Beginning at the line containing "Category: wooden post", output every line to the end of the data below exactly as it appears.

Records from a collection:

>>>>

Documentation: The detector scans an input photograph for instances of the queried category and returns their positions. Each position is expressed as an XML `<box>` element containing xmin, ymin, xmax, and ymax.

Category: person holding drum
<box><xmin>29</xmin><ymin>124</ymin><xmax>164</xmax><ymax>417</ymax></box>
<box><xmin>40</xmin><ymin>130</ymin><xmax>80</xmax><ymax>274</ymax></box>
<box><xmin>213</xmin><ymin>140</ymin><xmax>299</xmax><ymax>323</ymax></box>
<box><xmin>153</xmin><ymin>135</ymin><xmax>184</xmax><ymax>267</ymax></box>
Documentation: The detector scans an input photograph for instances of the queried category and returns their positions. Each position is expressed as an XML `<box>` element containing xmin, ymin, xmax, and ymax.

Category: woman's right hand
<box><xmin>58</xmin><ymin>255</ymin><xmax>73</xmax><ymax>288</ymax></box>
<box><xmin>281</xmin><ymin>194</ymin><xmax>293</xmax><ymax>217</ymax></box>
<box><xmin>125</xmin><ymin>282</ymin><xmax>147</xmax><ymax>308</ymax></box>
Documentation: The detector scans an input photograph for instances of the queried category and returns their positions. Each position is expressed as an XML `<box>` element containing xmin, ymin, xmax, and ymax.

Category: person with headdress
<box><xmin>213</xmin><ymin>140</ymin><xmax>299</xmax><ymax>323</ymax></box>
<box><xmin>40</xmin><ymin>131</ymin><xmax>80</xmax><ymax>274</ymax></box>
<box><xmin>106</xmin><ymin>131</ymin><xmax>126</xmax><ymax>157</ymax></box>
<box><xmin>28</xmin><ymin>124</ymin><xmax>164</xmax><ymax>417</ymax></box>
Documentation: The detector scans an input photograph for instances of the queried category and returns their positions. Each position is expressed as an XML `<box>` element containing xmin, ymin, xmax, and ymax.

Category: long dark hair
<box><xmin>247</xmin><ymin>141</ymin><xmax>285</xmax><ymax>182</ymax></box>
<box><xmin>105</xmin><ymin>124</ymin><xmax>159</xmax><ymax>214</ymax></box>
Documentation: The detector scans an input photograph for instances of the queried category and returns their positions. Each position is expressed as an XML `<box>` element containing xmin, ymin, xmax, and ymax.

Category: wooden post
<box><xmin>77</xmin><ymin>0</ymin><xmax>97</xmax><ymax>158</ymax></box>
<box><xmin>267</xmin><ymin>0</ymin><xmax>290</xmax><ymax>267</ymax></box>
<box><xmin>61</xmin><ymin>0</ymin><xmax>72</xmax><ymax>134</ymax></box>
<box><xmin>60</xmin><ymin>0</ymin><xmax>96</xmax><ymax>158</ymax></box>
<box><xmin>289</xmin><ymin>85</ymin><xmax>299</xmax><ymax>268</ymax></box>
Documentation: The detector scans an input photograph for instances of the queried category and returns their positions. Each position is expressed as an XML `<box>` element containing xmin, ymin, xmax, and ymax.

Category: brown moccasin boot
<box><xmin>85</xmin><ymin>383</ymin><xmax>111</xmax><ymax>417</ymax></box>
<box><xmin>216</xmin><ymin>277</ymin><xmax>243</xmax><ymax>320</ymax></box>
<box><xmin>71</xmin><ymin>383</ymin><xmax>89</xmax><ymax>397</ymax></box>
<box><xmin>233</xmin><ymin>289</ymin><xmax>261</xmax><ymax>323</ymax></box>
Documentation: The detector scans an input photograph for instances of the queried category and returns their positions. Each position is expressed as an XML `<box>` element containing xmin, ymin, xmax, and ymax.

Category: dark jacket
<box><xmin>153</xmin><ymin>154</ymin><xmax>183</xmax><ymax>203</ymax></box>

<<<<

- Reply to the task -
Category: wooden post
<box><xmin>77</xmin><ymin>0</ymin><xmax>97</xmax><ymax>158</ymax></box>
<box><xmin>267</xmin><ymin>0</ymin><xmax>290</xmax><ymax>267</ymax></box>
<box><xmin>61</xmin><ymin>0</ymin><xmax>72</xmax><ymax>134</ymax></box>
<box><xmin>60</xmin><ymin>0</ymin><xmax>96</xmax><ymax>158</ymax></box>
<box><xmin>289</xmin><ymin>85</ymin><xmax>299</xmax><ymax>268</ymax></box>
Documentation: The detector scans an input photograph for instances of the queried category and returns their positions. Each position is expressed as an XML `<box>` element containing xmin, ymin, xmax, and ymax.

Category: brown moccasin boot
<box><xmin>85</xmin><ymin>383</ymin><xmax>111</xmax><ymax>417</ymax></box>
<box><xmin>216</xmin><ymin>277</ymin><xmax>243</xmax><ymax>320</ymax></box>
<box><xmin>71</xmin><ymin>383</ymin><xmax>89</xmax><ymax>397</ymax></box>
<box><xmin>233</xmin><ymin>289</ymin><xmax>261</xmax><ymax>323</ymax></box>
Documentation: The detector scans an input photograph for instances of the queried category and returns their positions. Each position is expressed as an XML `<box>` element containing xmin, ymin, xmax, and ymax.

Category: dark jacket
<box><xmin>153</xmin><ymin>154</ymin><xmax>183</xmax><ymax>203</ymax></box>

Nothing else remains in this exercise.